The irreparable harm and the balance of inconvenience
[58] The Agency acknowledges that any determination it may make with respect to the irreparable harm that Wabush may suffer if QNSL's proposed scheduled service between Ross Bay Junction and Arnaud Junction were implemented prior to the date of the decision of the arbitrator could ultimately be used in support of or in opposition to one final offer submitted to the arbitrator.
[59] In that context, the Agency emphasizes that its examination of the irreparable harm that Wabush would suffer as a result of the implementation by QNSL of the scheduled service between Ross Bay Junction and Arnaud Junction is only undertaken by the Agency as a means to determine whether, in the short interim period prior to the decision of the arbitrator, QNSL, on balance, should be ordered to maintain the non-scheduled service it has always provided to Wabush. Therefore, while the irreparable harm that Wabush would suffer forms part of the three-part test to obtain interim relief and needs to be examined, great weight should be given in this case to the inconvenience each party may suffer should there be a change in service pending the decision of the arbitrator.
[60] In its submission, Wabush maintained that should the scheduled service proposed by QNSL between Ross Bay Junction and Arnaud Junction be implemented, one third of its train would not be able to meet the requirements of the scheduled service. This, according to Wabush, would result in delays in carrying its traffic to destination, lower volume of traffic moved and loss of sales. Wabush estimated the loss that it would suffer to be around XXXXX per year. Furthermore, because there is limited storage space at the Scully Mines and available cars for the movement of its iron ore, Wabush submitted that should a train miss a scheduled pick-up at origin or miss the return schedule for the empty train at destination, the production at the Scully Mines may have to be temporarily halted or slowed down.
[61] QNSL replied that Wabush's estimate of XXXXX loss per year assumes that any Wabush train that misses the scheduled pick up would not obtain carriage from QNSL. While QNSL stated that any train that misses the scheduled pick up at origin or destination would ultimately be moved, QNSL conceded that such a practice would still delay the movement of Wabush's trains.
[62] It is clear that any delays in the movement of Wabush's traffic would ultimately affect Wabush's operations. If the Agency accepts that one third of Wabush's trains could be delayed because they missed the scheduled pick-up windows at origin or destination, one may conclude that Wabush's sales commitments and/or sales opportunities would be affected. While the exact amount of losses that Wabush may be subject to as a result of such delays is difficult to establish, it is legitimate to assume that some losses will indeed occur. In addition to these losses, such delays could affect Wabush's competitive situation in the iron ore market and its business reputation.

COLLECTED MATERIAL:
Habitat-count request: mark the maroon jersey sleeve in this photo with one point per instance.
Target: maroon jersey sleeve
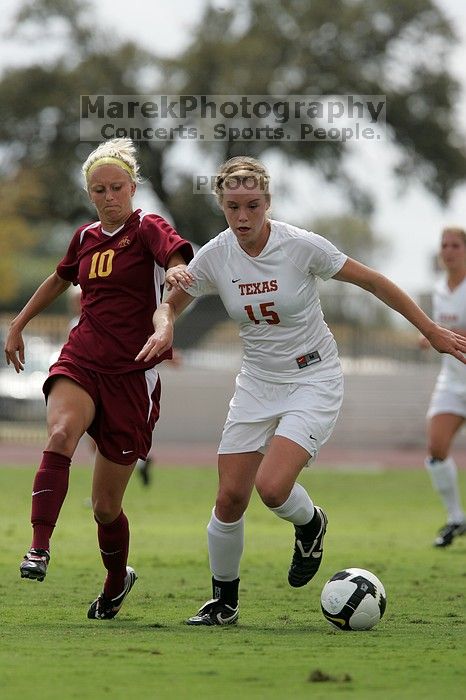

EXERCISE INSTRUCTIONS:
a - Rewrite the irreparable harm excerpt from "[62] It is clear" through "its business reputation.", replacing "delays" with "holdups".
b - Write the next part of the irreparable harm excerpt, picking up after its last sentence.
The data after the irreparable harm excerpt is separate from it.

ANSWERS TO THE PROBLEMS:
a -
[62] It is clear that any holdups in the movement of Wabush's traffic would ultimately affect Wabush's operations. If the Agency accepts that one third of Wabush's trains could be delayed because they missed the scheduled pick-up windows at origin or destination, one may conclude that Wabush's sales commitments and/or sales opportunities would be affected. While the exact amount of losses that Wabush may be subject to as a result of such holdups is difficult to establish, it is legitimate to assume that some losses will indeed occur. In addition to these losses, such holdups could affect Wabush's competitive situation in the iron ore market and its business reputation.

b -
[63] On the other hand, an order requiring QNSL to continue to provide a non-scheduled service between Ross Bay Junction and Arnaud Junction will likely cause little or no harm to QNSL. Indeed, no major change to its operations should be expected as a result of an order requiring it to continue to serve Wabush on a non-scheduled basis as QNSL has been providing such a service to Wabush for decades. It is also expected that QNSL will receive a reasonable rate for the provision of such service.
[64] In light of the foregoing, the Agency finds that, on balance, Wabush will suffer irreparable harm as a result of QNSL's proposal to implement a scheduled service between Ross Bay Junction and Arnaud Junction. The Agency also finds that the balance of inconvenience favours Wabush. The Agency, therefore, concludes that QNSL should be ordered to continue to provide a non-scheduled service to Wabush from Ross Bay Junction to Arnaud Junction. As the Agency's jurisdiction in this case is complementary to that of the arbitrator, any interim order made by the Agency in respect of a service matter currently before an arbitrator should not extend or continue to have effect beyond the date of the arbitrator's decision. Accordingly, as the arbitrator will issue his decision prior to the Agency issuing its final decision on the merit of Wabush's level of service complaint, QNSL is hereby ordered to continue to provide a non-scheduled service to Wabush between Ross Bay Junction and Arnaud Junction until such time as the arbitrator issues its decision on the FOA.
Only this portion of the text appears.